▸ **Exercise description**: Within the entries below, the lines from the one with "of the multi-lane" through the one with "the white building" are to be set down exactly, both ends kept.

[Natural-language object grounding data]
# # # # #

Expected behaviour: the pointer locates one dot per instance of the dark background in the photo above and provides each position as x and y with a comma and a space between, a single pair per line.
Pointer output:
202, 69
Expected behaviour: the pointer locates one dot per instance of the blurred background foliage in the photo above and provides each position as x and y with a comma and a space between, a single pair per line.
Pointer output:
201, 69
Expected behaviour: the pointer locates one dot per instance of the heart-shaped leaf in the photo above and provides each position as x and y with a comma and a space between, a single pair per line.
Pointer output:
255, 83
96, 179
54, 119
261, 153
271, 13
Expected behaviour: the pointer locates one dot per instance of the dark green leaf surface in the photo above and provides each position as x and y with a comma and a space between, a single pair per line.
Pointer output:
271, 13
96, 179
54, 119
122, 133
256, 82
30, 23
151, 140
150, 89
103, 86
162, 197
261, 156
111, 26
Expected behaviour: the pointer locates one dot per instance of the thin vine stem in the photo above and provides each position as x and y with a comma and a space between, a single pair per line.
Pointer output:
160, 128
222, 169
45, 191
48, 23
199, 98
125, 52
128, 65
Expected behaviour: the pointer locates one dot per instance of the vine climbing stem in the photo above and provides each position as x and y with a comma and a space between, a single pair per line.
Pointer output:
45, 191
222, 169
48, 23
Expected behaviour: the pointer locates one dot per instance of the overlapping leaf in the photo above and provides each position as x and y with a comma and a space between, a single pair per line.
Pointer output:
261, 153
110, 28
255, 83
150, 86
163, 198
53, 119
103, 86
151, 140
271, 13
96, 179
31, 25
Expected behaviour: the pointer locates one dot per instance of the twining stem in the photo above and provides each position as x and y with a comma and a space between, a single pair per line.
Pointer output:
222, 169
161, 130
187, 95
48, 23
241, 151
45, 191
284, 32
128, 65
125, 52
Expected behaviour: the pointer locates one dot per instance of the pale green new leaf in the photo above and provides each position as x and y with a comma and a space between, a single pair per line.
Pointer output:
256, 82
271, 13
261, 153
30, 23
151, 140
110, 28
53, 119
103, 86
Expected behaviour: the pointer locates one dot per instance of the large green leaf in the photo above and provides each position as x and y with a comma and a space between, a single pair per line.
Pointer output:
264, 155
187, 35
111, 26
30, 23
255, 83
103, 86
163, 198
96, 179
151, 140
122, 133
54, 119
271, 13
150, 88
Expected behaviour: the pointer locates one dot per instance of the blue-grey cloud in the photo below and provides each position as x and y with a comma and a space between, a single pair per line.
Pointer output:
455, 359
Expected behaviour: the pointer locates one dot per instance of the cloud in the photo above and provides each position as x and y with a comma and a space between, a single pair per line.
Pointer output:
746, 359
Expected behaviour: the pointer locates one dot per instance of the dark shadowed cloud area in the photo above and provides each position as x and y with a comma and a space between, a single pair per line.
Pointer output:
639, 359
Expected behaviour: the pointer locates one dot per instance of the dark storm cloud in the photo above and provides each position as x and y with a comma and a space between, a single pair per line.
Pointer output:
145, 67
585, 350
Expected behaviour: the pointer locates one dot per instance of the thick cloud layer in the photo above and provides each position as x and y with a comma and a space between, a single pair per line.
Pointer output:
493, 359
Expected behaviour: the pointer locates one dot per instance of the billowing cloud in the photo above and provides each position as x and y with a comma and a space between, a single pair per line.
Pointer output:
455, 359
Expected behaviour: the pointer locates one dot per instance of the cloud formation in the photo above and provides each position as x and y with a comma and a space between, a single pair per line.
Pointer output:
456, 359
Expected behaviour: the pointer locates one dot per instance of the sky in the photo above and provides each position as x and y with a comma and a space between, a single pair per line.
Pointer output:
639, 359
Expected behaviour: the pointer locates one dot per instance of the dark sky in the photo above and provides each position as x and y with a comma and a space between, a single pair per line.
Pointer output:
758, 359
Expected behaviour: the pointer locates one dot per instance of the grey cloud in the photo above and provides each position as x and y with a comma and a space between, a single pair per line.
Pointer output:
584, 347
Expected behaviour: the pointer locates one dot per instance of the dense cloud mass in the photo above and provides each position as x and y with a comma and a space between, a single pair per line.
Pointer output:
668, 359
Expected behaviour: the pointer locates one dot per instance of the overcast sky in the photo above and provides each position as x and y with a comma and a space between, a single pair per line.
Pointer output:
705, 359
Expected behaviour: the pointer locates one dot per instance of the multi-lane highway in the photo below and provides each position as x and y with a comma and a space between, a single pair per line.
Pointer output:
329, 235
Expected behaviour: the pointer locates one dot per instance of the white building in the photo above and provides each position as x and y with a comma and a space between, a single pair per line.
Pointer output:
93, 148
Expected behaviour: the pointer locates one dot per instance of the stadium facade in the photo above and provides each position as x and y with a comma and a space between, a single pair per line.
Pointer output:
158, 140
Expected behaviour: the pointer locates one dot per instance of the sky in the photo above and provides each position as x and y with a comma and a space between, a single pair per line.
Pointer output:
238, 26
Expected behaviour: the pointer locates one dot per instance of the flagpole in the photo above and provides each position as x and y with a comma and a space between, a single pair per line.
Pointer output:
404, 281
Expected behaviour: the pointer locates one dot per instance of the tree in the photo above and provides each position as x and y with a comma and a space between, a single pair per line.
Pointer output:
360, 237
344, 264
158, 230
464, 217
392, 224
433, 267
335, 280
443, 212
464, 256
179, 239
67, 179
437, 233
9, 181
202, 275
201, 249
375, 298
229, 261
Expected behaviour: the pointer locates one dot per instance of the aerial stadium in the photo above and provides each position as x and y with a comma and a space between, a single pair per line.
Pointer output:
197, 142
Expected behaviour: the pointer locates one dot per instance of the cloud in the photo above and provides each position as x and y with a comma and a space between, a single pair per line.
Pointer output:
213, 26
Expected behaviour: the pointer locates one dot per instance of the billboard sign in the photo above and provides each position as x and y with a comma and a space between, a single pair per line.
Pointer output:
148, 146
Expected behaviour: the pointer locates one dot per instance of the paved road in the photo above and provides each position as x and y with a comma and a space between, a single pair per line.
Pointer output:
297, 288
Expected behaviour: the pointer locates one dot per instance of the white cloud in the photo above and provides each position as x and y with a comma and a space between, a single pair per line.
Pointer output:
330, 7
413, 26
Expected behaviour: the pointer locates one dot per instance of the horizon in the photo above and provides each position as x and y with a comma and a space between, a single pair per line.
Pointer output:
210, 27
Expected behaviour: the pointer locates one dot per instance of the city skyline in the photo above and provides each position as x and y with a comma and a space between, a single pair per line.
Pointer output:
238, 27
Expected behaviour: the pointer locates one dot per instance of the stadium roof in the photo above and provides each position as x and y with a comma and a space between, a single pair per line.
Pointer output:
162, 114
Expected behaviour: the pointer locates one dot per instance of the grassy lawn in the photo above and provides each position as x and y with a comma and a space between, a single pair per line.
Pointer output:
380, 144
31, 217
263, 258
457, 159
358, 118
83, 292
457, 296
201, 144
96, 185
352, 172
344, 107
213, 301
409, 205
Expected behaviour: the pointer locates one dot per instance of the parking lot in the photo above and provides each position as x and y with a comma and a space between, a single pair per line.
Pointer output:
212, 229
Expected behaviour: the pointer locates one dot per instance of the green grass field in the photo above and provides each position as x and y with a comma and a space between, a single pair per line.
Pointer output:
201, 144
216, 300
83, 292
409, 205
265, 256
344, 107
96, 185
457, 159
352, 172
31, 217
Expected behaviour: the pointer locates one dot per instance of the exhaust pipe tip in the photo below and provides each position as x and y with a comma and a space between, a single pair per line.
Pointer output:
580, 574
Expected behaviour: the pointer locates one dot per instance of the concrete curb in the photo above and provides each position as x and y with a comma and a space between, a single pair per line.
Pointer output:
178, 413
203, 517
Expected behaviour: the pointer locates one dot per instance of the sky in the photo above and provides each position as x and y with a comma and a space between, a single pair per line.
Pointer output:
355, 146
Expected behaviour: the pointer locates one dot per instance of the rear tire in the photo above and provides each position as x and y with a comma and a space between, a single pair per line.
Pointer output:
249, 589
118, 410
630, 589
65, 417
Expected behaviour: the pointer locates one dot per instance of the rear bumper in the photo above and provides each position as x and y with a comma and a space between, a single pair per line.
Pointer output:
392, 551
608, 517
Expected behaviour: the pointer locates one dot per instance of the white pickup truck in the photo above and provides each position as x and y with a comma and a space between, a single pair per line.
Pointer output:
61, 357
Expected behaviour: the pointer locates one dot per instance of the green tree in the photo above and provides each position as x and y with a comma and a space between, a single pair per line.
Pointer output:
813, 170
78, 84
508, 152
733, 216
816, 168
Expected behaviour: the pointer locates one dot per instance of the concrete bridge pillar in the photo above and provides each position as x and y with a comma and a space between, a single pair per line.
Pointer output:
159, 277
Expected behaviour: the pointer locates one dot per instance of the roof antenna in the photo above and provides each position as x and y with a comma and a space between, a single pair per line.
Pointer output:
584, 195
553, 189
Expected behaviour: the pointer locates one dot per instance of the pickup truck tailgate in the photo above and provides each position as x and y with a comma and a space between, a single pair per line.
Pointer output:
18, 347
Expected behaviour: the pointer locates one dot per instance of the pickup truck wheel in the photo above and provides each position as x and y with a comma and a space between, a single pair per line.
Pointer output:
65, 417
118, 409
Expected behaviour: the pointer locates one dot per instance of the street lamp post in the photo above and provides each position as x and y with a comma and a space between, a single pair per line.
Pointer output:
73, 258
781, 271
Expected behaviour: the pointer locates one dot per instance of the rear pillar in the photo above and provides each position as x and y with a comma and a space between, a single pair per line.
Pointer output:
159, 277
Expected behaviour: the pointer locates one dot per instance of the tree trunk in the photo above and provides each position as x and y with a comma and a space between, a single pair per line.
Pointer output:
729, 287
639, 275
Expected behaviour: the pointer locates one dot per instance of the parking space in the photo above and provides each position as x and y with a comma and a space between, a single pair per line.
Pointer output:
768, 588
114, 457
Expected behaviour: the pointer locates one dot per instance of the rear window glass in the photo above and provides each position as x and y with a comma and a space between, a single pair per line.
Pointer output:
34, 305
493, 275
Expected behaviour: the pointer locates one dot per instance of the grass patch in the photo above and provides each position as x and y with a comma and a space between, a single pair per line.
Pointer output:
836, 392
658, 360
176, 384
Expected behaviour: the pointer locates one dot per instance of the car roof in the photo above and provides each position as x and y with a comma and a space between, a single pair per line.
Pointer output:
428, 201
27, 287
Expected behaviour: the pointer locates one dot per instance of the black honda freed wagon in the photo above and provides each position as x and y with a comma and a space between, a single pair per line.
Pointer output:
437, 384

# # # # #

▸ **Your response**:
Expected behaviour: the pointer locates one dot per instance of the multi-lane highway in the photo below and provides each position as x and y with a comma and a space between, a single pair per line.
Pointer output:
329, 235
Expected behaviour: the pointer locates one dot per instance of the white building in the photo above and provides each position as x and y with a comma and a space between, a single pair per line.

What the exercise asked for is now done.